### WHAT NEEDS TO BE DONE:
Please set down, word for word, the stretch of the post on usury below from "Merchant of Venice, Act" through "all our tribe.".
==== DOCUMENT EXCERPT ====
Monday, April 25, 2005

You use usury...

To return to a point raised by a couple of commentors, via Shakespeare again:

Merchant of Venice, Act 1, Scene 3.
[Aside] How like a fawning publican he looks!
I hate him for he is a Christian,
But more for that in low simplicity
He lends out money gratis and brings down
The rate of usance here with us in Venice.

Signior Antonio, many a time and oft
In the Rialto you have rated me
About my moneys and my usances:
Still have I borne it with a patient shrug,
For sufferance is the badge of all our tribe.
You call me misbeliever, cut-throat dog,
And spit upon my Jewish gaberdine,
And all for use of that which is mine own.
Well then, it now appears you need my help:
Go to, then; you come to me, and you say
'Shylock, we would have moneys:' you say so;
You, that did void your rheum upon my beard
And foot me as you spurn a stranger cur
Over your threshold: moneys is your suit
What should I say to you? Should I not say
'Hath a dog money? is it possible
A cur can lend three thousand ducats?' Or
Shall I bend low and in a bondman's key,
With bated breath and whispering humbleness, Say this;
'Fair sir, you spit on me on Wednesday last;
You spurn'd me such a day; another time
You call'd me dog; and for these courtesies
I'll lend you thus much moneys'?

Now, note above, the christian lends money gratis to his friends.

Lets look at this closer, in terms of Mauss' ideas on gift relations. If I lend someone money, I am not making a gift of it, so it's return to me does not count as an equivilant gift. i.e. if I gave someone money that person some money, the gift relationship wopuld require them to give me a gift of the same value/sort at a later date, and that would be it.

When I lend money, I expect to get it back anyway, what I am giving is my trouble in not having my own money to hand. The person who borrows owes me recompense for that trouble, to reciprocate the gift or face the shame of charity/inability to reciprocate.
==== RECORDS ====
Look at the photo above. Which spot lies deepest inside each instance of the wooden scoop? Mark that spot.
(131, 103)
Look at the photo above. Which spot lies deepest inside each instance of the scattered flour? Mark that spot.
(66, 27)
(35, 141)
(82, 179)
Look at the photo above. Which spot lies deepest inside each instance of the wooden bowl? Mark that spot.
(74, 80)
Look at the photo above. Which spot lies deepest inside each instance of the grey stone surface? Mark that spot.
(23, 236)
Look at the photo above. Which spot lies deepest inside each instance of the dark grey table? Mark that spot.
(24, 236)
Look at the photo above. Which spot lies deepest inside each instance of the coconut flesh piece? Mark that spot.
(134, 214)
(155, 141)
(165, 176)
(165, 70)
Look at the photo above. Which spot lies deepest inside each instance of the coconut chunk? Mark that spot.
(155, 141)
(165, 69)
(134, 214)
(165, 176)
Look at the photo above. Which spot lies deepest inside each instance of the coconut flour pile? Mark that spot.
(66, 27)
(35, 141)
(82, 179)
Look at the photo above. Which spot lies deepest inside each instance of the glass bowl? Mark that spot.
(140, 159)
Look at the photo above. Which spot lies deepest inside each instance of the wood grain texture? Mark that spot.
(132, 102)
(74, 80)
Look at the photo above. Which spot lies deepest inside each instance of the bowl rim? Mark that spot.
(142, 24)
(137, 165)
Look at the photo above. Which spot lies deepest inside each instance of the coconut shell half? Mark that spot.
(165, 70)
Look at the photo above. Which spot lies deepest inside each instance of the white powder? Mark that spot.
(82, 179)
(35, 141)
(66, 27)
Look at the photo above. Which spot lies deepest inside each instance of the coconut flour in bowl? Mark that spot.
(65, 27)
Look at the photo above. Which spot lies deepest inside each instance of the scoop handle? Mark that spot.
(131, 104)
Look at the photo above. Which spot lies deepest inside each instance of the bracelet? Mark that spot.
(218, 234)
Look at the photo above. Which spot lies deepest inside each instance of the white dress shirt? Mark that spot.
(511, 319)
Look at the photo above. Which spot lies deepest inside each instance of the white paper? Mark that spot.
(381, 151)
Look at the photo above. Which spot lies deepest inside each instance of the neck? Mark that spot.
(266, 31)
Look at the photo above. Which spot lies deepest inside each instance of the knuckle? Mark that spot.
====
### WRITTEN SOLUTION:
Merchant of Venice, Act 1, Scene 3.
[Aside] How like a fawning publican he looks!
I hate him for he is a Christian,
But more for that in low simplicity
He lends out money gratis and brings down
The rate of usance here with us in Venice.

Signior Antonio, many a time and oft
In the Rialto you have rated me
About my moneys and my usances:
Still have I borne it with a patient shrug,
For sufferance is the badge of all our tribe.